What is being asked
Transcribe the entire listing, keeping each word as it is.

The data
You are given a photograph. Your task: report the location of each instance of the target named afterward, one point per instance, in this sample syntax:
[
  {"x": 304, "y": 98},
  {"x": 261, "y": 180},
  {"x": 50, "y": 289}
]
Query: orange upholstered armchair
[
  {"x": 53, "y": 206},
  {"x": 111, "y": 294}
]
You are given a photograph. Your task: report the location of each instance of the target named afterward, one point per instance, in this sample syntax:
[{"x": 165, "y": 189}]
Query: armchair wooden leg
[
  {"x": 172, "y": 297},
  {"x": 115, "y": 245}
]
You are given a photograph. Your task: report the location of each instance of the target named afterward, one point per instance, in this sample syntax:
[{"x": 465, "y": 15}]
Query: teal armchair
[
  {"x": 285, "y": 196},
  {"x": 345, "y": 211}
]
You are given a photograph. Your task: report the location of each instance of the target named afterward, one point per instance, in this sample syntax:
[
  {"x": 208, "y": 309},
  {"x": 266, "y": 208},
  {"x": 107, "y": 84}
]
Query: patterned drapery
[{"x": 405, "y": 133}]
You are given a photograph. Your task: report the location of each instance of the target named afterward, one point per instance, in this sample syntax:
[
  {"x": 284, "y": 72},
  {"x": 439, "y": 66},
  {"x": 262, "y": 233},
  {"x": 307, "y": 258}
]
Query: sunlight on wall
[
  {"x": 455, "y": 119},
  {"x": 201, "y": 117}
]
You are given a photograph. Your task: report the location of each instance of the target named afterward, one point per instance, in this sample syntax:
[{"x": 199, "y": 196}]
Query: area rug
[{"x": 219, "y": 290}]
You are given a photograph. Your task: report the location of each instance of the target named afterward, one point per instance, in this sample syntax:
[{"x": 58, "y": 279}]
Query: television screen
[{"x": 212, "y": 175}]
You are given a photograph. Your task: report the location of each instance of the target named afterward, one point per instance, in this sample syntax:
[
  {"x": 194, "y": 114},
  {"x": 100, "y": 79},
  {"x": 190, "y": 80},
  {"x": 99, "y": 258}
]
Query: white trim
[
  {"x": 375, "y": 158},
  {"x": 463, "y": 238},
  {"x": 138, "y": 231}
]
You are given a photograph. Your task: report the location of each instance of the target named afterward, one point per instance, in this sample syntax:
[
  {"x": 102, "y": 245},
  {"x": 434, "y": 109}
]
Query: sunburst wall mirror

Written solution
You are given a photograph. Your task: report the location of each instance of the target named afterward, one point per instance, in this sample syntax:
[
  {"x": 304, "y": 98},
  {"x": 261, "y": 180},
  {"x": 50, "y": 289}
]
Query: orange upholstered armchair
[
  {"x": 53, "y": 206},
  {"x": 111, "y": 294}
]
You are given a photograph. Your task: report the location of each instance of the target named afterward, one point per instance, in this sample syntax:
[{"x": 165, "y": 189}]
Query: armchair wooden leg
[
  {"x": 172, "y": 297},
  {"x": 115, "y": 245}
]
You are given a photograph. Your task: report the location of each instance of the target named afterward, one point per instance, in this sample syntax:
[{"x": 465, "y": 15}]
Query: teal armchair
[
  {"x": 285, "y": 196},
  {"x": 345, "y": 211}
]
You are given a photograph. Your task: report the location of each instance of the target named afterward, one point per instance, in this sample syntax:
[
  {"x": 208, "y": 309},
  {"x": 266, "y": 208},
  {"x": 107, "y": 84}
]
Query: patterned drapery
[{"x": 405, "y": 133}]
You are given a photograph. Your task: report the location of each instance of the target named afterward, one point per instance, in this sample syntax:
[
  {"x": 284, "y": 72},
  {"x": 439, "y": 66},
  {"x": 262, "y": 233},
  {"x": 307, "y": 258}
]
Query: sunlight on wall
[
  {"x": 455, "y": 119},
  {"x": 201, "y": 117}
]
You are given a photograph. Your task: report the location of each instance of the target named afterward, one point per instance, in this sample syntax:
[{"x": 199, "y": 196}]
Query: area rug
[{"x": 219, "y": 290}]
You are given a photograph. Your task: report the location of each instance of the target named afterward, one point per instance, in this sample syntax:
[{"x": 58, "y": 279}]
Query: television screen
[{"x": 212, "y": 175}]
You are given a photograph. Your task: report the location of each instance of the target named afterward, one point per instance, in this sample syntax:
[
  {"x": 194, "y": 114},
  {"x": 100, "y": 79},
  {"x": 190, "y": 80},
  {"x": 99, "y": 258}
]
Query: white trim
[
  {"x": 375, "y": 158},
  {"x": 463, "y": 238},
  {"x": 138, "y": 231}
]
You are given a photograph. Your task: report the location of each instance of the target named afterward, one point per instance, in this sample syntax:
[
  {"x": 102, "y": 245},
  {"x": 434, "y": 109}
]
Query: sunburst wall mirror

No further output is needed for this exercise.